Given problem A –
Using the email thread below, answer these questions:
(i) Which kernel version is named as the last one that works?
(ii) Which newer kernels were tested and found free of the problem?
(iii) On what GPU-compute node did the issue appear after a full update?
Given problem B – Copy the passage of the email thread below starting with "So far, I have" and going on through "gets more attention.", substituting "issue ticket" for "bug report".

Reading text –

Many thanks One question? Do we have to apply this patch (and recompile slurm i guess) only on the compute-node with problems? Also, I noticed the patch now appears as "obsolete", is that ok?
On Wed, Jan 24, 2024 at 9:52 AM Stefan Fleischmann sfle@kth.se wrote:
Turns out I was wrong, this is not a problem in the kernel at all. It's a known bug that is triggered by long bpf logs, see here https://bugs.schedmd.com/show_bug.cgi?id=17210
There is a patch included there.
Cheers, Stefan
On Tue, 23 Jan 2024 15:28:59 +0100 Stefan Fleischmann sfle@kth.se wrote:
I don't think there is much for SchedMD to do. As I said since it is working fine with newer kernels there doesn't seem to be any breaking change in cgroup2 in general, but only a regression introduced in one of the latest updates in 5.15.
If Slurm was doing something wrong with cgroup2, and it accidentally worked until this recent change, then other kernel versions should show the same behavior. But as far as I can tell it still works just fine with newer kernels.
Cheers, Stefan
On Tue, 23 Jan 2024 15:20:56 +0100 Tim Schneider tim.schneider1@tu-darmstadt.de wrote:
Hi,
I have filed a bug report with SchedMD (https://bugs.schedmd.com/show_bug.cgi?id=18623), but the support told me they cannot invest time in this issue since I don't have a support contract. Maybe they will look into it once it affects more people or someone important enough.
So far, I have resorted to using 5.15.0-89-generic, but I am also a bit concerned about the security aspect of this choice.
Best,
Tim
On 23.01.24 14:59, Stefan Fleischmann wrote:
Hi!
I'm seeing the same in our environment. My conclusion is that it is a regression in the Ubuntu 5.15 kernel, introduced with 5.15.0-90-generic. Last working kernel version is 5.15.0-89-generic. I have filed a bug report here: https://bugs.launchpad.net/bugs/2050098
Please add yourself to the affected users in the bug report so it hopefully gets more attention.
I've tested with newer kernels (6.5, 6.6 and 6.7) and the problem does not exist there. 6.5 is the latest hwe kernel for 22.04 and would be an option for now. Reverting back to 5.15.0-89 would work as well, but I haven't looked into the security aspects of that.
Cheers, Stefan
On Mon, 22 Jan 2024 13:31:15 -0300 cristobal.navarro.g at gmail.com wrote:
Hi Tim and community, We are currently having the same issue (cgroups not working it seems, showing all GPUs on jobs) on a GPU-compute node (DGX A100) a couple of days ago after a full update (apt upgrade). Now whenever we launch a job for that partition, we get the error message mentioned by Tim. As a note, we have another custom GPU-compute node with L40s, on a different partition, and that one works fine. Before this error, we always had small differences in kernel version between nodes, so I am not sure if this can be the problem. Nevertheless, here is the info of our nodes as well.

Record extracts –
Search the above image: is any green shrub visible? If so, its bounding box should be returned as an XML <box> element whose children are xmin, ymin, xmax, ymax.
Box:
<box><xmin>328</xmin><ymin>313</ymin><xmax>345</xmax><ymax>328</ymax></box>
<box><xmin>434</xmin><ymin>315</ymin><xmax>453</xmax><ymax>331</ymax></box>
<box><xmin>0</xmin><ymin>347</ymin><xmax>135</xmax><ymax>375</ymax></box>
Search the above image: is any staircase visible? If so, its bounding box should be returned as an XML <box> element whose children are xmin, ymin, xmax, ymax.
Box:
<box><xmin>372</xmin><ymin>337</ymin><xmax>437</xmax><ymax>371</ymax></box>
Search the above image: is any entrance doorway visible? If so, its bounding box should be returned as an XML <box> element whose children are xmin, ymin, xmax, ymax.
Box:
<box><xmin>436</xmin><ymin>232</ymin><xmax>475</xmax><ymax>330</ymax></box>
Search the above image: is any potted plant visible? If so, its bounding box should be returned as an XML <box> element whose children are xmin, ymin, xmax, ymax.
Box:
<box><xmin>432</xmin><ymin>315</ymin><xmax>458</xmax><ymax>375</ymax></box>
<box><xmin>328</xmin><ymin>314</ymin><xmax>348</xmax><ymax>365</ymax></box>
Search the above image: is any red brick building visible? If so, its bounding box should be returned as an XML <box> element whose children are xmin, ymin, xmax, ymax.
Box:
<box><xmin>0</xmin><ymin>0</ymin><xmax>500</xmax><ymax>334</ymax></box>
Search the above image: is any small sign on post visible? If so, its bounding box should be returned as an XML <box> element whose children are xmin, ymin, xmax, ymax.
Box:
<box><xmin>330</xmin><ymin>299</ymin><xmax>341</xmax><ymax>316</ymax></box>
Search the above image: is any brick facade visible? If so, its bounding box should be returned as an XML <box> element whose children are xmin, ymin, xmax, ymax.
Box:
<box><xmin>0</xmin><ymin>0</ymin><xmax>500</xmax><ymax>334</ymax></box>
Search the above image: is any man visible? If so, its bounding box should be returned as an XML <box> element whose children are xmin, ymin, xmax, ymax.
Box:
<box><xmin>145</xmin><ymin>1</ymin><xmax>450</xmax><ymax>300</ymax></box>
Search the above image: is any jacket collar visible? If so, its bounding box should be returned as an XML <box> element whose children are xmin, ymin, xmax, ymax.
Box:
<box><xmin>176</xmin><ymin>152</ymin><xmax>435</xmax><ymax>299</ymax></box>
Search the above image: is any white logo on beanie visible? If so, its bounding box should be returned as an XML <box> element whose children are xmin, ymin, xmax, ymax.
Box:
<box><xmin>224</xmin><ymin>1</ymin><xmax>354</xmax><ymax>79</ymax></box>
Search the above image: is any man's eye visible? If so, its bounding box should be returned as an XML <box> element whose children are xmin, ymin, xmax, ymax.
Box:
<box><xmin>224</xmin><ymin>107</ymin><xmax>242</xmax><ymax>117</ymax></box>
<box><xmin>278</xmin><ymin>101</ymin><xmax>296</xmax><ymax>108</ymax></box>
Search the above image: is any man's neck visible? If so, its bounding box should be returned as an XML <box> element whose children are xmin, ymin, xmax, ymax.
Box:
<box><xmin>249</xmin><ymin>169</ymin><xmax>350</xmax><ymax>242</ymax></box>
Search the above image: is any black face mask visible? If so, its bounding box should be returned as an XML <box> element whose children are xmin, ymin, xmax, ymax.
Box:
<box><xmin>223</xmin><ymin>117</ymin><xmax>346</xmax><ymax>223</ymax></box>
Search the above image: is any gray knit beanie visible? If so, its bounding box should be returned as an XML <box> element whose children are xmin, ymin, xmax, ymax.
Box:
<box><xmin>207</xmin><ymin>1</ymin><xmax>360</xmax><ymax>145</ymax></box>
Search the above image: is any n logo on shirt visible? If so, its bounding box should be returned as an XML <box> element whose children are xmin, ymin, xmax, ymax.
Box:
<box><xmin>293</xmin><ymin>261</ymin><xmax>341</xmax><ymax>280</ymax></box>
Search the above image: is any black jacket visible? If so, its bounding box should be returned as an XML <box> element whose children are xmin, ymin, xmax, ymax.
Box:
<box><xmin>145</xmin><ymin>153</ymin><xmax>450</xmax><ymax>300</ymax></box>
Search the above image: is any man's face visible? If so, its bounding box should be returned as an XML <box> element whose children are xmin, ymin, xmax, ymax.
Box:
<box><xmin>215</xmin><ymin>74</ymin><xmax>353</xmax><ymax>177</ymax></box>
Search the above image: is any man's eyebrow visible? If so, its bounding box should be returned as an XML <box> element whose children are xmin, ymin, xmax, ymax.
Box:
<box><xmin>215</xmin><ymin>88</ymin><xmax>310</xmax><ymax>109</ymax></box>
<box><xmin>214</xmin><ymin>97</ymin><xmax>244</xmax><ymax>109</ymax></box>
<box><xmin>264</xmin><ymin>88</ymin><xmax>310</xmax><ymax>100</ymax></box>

Exercise solution A –
(i) 5.15.0-89-generic
(ii) 6.5, 6.6 and 6.7
(iii) A DGX A100

Exercise solution B –
So far, I have resorted to using 5.15.0-89-generic, but I am also a bit concerned about the security aspect of this choice.
Best,
Tim
On 23.01.24 14:59, Stefan Fleischmann wrote:
Hi!
I'm seeing the same in our environment. My conclusion is that it is a regression in the Ubuntu 5.15 kernel, introduced with 5.15.0-90-generic. Last working kernel version is 5.15.0-89-generic. I have filed a issue ticket here: https://bugs.launchpad.net/bugs/2050098
Please add yourself to the affected users in the issue ticket so it hopefully gets more attention.